TASK TO COMPLETE:
Can you copy all of the rows below word for word, leaving the pictures out?

SUPPLIED MATERIAL:

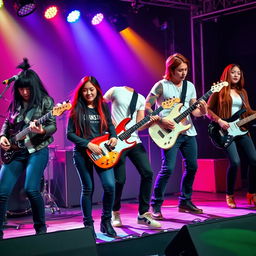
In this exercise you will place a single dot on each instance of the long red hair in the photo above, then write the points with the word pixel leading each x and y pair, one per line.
pixel 225 101
pixel 79 107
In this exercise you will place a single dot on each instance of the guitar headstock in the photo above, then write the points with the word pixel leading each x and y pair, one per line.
pixel 170 102
pixel 217 87
pixel 61 107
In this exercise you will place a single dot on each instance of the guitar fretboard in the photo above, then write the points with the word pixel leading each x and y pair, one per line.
pixel 41 120
pixel 128 132
pixel 246 120
pixel 192 107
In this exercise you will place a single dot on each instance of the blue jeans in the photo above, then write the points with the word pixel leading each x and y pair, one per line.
pixel 139 158
pixel 188 148
pixel 34 165
pixel 84 168
pixel 246 144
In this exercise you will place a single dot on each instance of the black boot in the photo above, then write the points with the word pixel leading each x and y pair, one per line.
pixel 106 228
pixel 40 229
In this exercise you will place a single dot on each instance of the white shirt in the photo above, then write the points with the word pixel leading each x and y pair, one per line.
pixel 170 90
pixel 121 99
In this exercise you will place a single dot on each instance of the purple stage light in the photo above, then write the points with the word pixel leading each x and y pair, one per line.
pixel 73 16
pixel 97 19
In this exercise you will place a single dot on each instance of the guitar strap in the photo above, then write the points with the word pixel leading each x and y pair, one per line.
pixel 183 92
pixel 133 103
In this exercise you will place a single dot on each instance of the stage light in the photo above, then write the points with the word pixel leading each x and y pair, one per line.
pixel 51 12
pixel 97 19
pixel 73 16
pixel 1 3
pixel 24 7
pixel 119 22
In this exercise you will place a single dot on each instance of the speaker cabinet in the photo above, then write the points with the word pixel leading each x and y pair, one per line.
pixel 222 237
pixel 62 243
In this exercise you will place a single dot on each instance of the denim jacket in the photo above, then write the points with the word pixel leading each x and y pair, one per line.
pixel 33 141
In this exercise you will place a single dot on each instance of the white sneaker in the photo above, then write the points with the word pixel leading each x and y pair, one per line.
pixel 116 219
pixel 146 219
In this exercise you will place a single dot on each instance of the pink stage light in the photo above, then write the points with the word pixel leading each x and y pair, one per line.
pixel 97 19
pixel 51 12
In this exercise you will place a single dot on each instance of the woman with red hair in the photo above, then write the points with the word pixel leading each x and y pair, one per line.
pixel 90 118
pixel 222 106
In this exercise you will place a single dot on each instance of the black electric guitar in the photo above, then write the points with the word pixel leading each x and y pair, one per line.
pixel 223 138
pixel 17 136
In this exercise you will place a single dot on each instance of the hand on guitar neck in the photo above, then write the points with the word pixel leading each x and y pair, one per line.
pixel 4 143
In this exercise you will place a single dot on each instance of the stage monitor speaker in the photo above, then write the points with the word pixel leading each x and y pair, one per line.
pixel 234 236
pixel 74 242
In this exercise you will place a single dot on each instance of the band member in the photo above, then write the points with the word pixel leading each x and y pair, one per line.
pixel 222 106
pixel 30 102
pixel 90 118
pixel 171 86
pixel 121 98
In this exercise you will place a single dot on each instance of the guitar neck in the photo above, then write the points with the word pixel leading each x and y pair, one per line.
pixel 192 107
pixel 246 120
pixel 135 127
pixel 25 131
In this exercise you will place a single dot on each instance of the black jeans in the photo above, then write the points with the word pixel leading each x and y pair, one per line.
pixel 84 168
pixel 139 158
pixel 188 147
pixel 246 144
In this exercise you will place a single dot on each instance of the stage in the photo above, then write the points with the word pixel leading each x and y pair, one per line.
pixel 131 233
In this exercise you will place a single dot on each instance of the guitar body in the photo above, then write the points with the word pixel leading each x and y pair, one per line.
pixel 110 156
pixel 7 156
pixel 223 138
pixel 166 138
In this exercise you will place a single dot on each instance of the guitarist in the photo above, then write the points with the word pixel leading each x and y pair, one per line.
pixel 127 103
pixel 222 106
pixel 90 118
pixel 173 85
pixel 30 102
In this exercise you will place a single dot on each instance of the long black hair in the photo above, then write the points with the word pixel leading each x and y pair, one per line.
pixel 28 78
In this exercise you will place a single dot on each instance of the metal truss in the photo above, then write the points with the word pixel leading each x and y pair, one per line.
pixel 198 7
pixel 179 4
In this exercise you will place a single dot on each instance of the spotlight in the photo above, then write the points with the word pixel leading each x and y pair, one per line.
pixel 24 7
pixel 73 16
pixel 97 19
pixel 51 12
pixel 119 21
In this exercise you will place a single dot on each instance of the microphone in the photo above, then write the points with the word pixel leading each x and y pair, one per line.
pixel 13 78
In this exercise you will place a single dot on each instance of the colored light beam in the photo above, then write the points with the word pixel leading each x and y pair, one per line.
pixel 126 60
pixel 150 57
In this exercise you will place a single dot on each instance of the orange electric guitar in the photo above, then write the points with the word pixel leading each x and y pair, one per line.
pixel 110 156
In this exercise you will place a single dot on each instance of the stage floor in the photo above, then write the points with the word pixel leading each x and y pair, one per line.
pixel 213 205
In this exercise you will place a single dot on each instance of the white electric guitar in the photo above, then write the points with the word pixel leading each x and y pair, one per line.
pixel 166 138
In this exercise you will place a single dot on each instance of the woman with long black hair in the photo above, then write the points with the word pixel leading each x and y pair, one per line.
pixel 90 118
pixel 30 102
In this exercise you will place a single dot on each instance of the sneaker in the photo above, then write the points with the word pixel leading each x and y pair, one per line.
pixel 188 206
pixel 146 219
pixel 157 216
pixel 116 219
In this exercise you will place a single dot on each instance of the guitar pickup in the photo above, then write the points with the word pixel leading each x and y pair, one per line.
pixel 108 147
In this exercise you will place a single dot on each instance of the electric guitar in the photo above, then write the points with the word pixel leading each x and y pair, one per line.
pixel 166 138
pixel 223 138
pixel 111 155
pixel 18 136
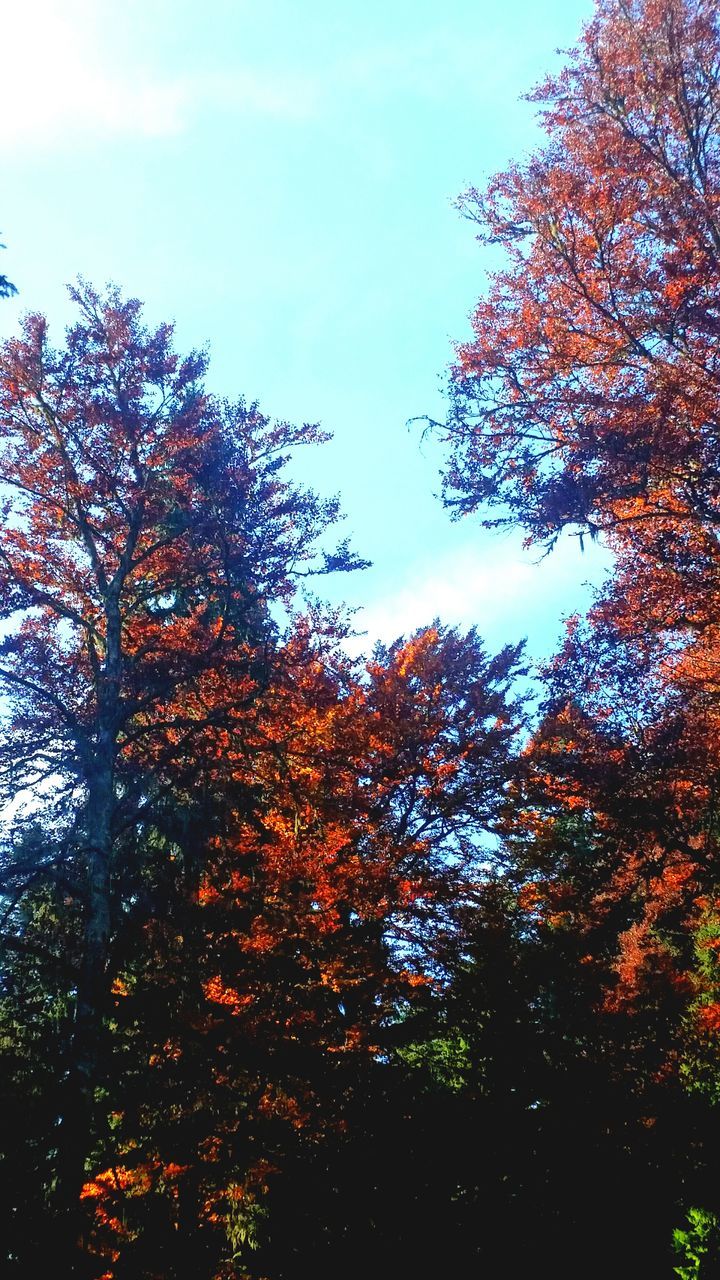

PROBLEM SOLUTION:
In this exercise you will place a single dot on each instance of the long red hair in the photo above, then write the points with the word pixel leading each x and y pair, one per line.
pixel 225 101
pixel 79 107
In this exercise you will place a single dot on each instance of the guitar headstock in the photo above, then write the points with the word pixel leading each x and y pair, one per line.
pixel 170 102
pixel 217 87
pixel 61 107
In this exercise you will place a single dot on each instance of the guitar fretboard in the photo above, then write the points with the word pixel leading each x and y pair, one per line.
pixel 41 120
pixel 128 132
pixel 246 120
pixel 192 107
In this exercise you will place a single dot on each instance of the blue jeans in the photo above, then write the points with the word pixel leading each x and y pair, one per line.
pixel 139 158
pixel 188 148
pixel 34 165
pixel 84 168
pixel 246 144
In this exercise you will place a single dot on each instance of the black boot in the photo above, then write the points with the word pixel leading each x and y pair, one per line.
pixel 106 228
pixel 40 229
In this exercise you will place a single dot on each instance of the white shirt in the photo above, then write the points with the word pixel leading each x and y pair, one per line.
pixel 170 90
pixel 121 99
In this exercise you will place a single dot on each instance of the purple stage light in the photo above, then write the points with the word pixel leading each x and y pair, one per line.
pixel 73 16
pixel 97 19
In this exercise you will place a single dot on each instance of the guitar strap in the photo above, then write the points with the word pixel leading each x and y pair, one per line.
pixel 183 92
pixel 133 103
In this exercise you will place a single dot on each instance of the stage light in the photo above, then write the points with the word pixel leading each x and y pair, one per line.
pixel 51 12
pixel 97 19
pixel 73 16
pixel 1 3
pixel 24 7
pixel 119 22
In this exercise you will place a single dot on each instance of the speaker cabinet in the photo above, then write the points with the word pixel leading each x and y pair, one per line.
pixel 222 237
pixel 62 243
In this exercise you will place a single dot on each instance of the denim jacket in the photo above, then write the points with the word pixel leading each x and y pair, one per line.
pixel 33 141
In this exercise you will place a single dot on each instance of the white sneaker in the photo above, then write the points with the word pixel leading each x and y pair, one per line.
pixel 116 219
pixel 146 219
In this exercise you will place a single dot on each instance of the pink stage light in the photo above, then write the points with the word pixel leading each x and y pair, one per line.
pixel 97 19
pixel 51 12
In this exercise you will place a single dot on each instance of the woman with red hair in the photo above, then write the points with the word pixel leading each x and y pair, one per line.
pixel 90 118
pixel 222 106
In this exercise you will place a single dot on each instance of the black electric guitar in the photo above, then write the points with the word pixel leading each x and y pair, one per line.
pixel 223 138
pixel 17 136
In this exercise you will place a single dot on each instance of the hand on guitar neck in the photo above, then write the points with the word pixel leading each x and y pair, one per line.
pixel 4 143
In this exercise you will place a single dot on each instance of the stage monitor speaker in the photo above, then write the points with the word pixel leading each x and y pair, one per line.
pixel 234 236
pixel 74 242
In this exercise you will place a single dot on each instance of the band member in the photo above, then write the points with the word pixel leading each x and y pair, one per line.
pixel 222 106
pixel 30 102
pixel 90 118
pixel 171 86
pixel 121 98
In this exercise you will place a single dot on each instance of the guitar neck in the photo above, then write the points with the word pixel leading each x and y pair, one per line.
pixel 192 107
pixel 246 120
pixel 135 127
pixel 25 131
In this exercise you will place a single dot on each instance of the black jeans in the photo above, then write the points with the word pixel leading each x and y pair, one per line.
pixel 84 168
pixel 139 158
pixel 188 147
pixel 246 144
In this exercise you will place a single dot on each instance of the stage in the photo above, then write the points with the word pixel leading each x and y pair, one per line.
pixel 131 233
In this exercise you will place a single dot on each instance of the guitar body in the photo above, then write the points with the word pixel leading each x and y pair, one per line.
pixel 110 156
pixel 7 156
pixel 223 138
pixel 166 138
In this exercise you will place a single dot on each instance of the guitarist in the photo above, then write the points with the word pixel leading each x and y pair, one per line.
pixel 127 103
pixel 222 106
pixel 90 118
pixel 173 85
pixel 30 102
In this exercise you will place a single dot on each instance of the long black hair in the photo above, then write the points with the word pixel leading each x and y pair, one per line.
pixel 28 78
In this exercise you will place a single dot on each instance of the metal truss in the photo above, then write the points with the word pixel leading each x and y pair, one per line.
pixel 198 7
pixel 179 4
In this exercise you will place a single dot on each instance of the spotlight in the photo above, then write the points with the word pixel leading each x and y pair, one per line.
pixel 24 7
pixel 73 16
pixel 97 19
pixel 51 12
pixel 119 21
In this exercise you will place a single dot on each instance of the microphone in the photo above, then write the points with the word pixel leading each x and y pair, one per line.
pixel 13 78
In this exercise you will place a single dot on each instance of the colored light beam in the photo above, then write the points with the word pixel leading each x and y pair, one per line.
pixel 126 60
pixel 150 57
In this exercise you will place a single dot on each instance of the orange electric guitar in the photo above, then write the points with the word pixel leading each x and y pair, one per line.
pixel 110 156
In this exercise you will place a single dot on each instance of the stage floor in the photo above, then write the points with the word pixel leading each x and y pair, one per line.
pixel 213 205
In this exercise you will place a single dot on each instance of the white electric guitar in the photo above, then write the points with the word pixel leading each x and y pair, one per line.
pixel 166 138
In this exercise you will place a single dot on each instance of the woman with long black hair in the photo above, then write the points with the word pixel leading each x and y pair, one per line.
pixel 90 118
pixel 30 102
In this exercise you will place a single dot on each instance of the sneaker in the photo above, then write the points with the word pixel leading each x and y pair, one per line.
pixel 188 206
pixel 146 219
pixel 157 216
pixel 116 219
In this exercise you will place a single dot on each instance of the guitar pickup in the photo above, then write the points with the word pixel leading each x and y pair, one per line.
pixel 108 147
In this exercise you will place a single dot on each instance of the electric guitar in the photo above, then write the points with the word pixel leading each x and y pair, one per line.
pixel 166 138
pixel 223 138
pixel 111 155
pixel 18 136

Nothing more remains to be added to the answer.